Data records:
- Opening Delimiter -

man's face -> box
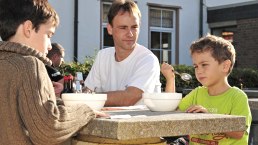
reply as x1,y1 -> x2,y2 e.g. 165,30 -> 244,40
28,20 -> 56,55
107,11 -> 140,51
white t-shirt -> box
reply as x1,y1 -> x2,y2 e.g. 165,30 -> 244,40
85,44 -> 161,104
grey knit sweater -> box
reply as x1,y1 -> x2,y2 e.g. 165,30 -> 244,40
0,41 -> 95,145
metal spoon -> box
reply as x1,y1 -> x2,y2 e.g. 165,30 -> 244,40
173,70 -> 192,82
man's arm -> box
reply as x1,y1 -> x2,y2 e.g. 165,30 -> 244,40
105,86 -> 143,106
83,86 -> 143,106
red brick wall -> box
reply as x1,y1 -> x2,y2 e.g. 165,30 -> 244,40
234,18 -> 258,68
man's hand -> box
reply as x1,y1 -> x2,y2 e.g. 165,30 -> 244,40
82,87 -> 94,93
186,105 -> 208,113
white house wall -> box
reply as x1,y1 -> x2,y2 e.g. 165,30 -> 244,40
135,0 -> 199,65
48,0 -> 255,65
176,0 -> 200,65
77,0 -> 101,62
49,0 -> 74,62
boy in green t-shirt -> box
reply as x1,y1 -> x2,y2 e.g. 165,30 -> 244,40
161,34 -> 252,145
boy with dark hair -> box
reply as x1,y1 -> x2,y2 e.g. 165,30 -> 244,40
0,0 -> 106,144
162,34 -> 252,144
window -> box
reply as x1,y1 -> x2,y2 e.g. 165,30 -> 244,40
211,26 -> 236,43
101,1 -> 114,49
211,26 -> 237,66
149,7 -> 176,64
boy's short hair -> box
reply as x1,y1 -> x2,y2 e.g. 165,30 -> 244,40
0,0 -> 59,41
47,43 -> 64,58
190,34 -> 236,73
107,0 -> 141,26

- Closing Delimiter -

== WORK INSTRUCTION ==
Of the lines above, copy each one that contains the word "shirt".

== EXERCISE RESPONSE ==
white t-shirt -> box
boy in green t-shirt -> box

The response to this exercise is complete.